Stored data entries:
○ ○ ○ ○

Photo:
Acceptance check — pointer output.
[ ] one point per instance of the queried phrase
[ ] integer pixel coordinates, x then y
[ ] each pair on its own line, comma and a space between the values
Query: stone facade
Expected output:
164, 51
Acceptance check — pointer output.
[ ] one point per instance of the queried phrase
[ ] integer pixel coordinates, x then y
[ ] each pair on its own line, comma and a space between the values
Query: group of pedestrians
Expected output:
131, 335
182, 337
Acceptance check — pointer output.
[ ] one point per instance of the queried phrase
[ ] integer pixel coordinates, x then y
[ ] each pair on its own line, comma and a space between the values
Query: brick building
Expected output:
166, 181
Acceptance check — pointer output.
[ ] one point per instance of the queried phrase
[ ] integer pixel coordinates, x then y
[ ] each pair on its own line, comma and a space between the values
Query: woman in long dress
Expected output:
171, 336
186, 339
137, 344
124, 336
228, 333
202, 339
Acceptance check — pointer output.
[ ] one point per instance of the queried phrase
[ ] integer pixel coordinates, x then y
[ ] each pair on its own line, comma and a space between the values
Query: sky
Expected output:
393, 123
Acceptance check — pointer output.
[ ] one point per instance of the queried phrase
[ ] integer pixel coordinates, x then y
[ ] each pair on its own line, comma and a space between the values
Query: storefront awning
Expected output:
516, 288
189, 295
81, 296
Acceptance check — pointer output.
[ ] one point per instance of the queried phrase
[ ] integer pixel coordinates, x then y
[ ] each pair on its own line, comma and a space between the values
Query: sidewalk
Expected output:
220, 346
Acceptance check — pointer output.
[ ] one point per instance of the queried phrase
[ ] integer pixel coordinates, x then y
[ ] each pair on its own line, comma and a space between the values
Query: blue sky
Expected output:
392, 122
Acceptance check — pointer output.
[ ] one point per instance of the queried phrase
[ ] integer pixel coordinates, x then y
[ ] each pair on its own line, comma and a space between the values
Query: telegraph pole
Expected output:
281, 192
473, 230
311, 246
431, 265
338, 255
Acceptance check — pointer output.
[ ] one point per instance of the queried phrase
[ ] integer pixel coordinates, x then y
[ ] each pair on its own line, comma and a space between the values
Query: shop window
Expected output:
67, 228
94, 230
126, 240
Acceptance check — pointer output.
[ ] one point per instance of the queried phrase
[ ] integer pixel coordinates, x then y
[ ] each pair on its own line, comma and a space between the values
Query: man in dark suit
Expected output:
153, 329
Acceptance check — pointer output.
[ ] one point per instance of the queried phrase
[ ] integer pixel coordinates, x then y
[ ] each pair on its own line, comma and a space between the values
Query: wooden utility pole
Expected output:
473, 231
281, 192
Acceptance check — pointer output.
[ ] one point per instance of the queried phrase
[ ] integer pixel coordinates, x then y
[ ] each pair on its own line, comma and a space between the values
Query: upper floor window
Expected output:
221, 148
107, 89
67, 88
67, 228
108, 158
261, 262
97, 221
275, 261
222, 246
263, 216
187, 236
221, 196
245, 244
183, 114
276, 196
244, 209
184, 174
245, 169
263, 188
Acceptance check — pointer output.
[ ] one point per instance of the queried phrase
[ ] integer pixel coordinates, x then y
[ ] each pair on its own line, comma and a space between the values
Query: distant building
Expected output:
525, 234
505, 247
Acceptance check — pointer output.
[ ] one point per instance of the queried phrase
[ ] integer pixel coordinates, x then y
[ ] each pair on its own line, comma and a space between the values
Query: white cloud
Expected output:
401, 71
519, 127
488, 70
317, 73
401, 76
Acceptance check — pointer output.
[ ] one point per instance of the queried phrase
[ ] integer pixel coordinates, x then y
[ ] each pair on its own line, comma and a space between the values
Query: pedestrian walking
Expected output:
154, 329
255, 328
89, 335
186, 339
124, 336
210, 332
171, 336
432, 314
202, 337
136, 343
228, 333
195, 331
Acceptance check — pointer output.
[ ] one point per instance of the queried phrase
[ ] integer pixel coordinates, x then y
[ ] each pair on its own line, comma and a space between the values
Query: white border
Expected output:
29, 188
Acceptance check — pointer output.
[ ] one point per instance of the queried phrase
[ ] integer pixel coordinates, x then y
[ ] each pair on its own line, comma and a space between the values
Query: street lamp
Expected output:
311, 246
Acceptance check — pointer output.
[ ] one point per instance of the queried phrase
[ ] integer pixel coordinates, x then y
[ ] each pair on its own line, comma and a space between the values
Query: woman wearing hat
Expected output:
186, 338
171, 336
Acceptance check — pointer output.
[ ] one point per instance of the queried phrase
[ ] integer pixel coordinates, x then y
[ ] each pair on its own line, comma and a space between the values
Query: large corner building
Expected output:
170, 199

○ ○ ○ ○

What you have to do » A single number is the answer: the count of lines above that include the string "building".

Expected answer » 3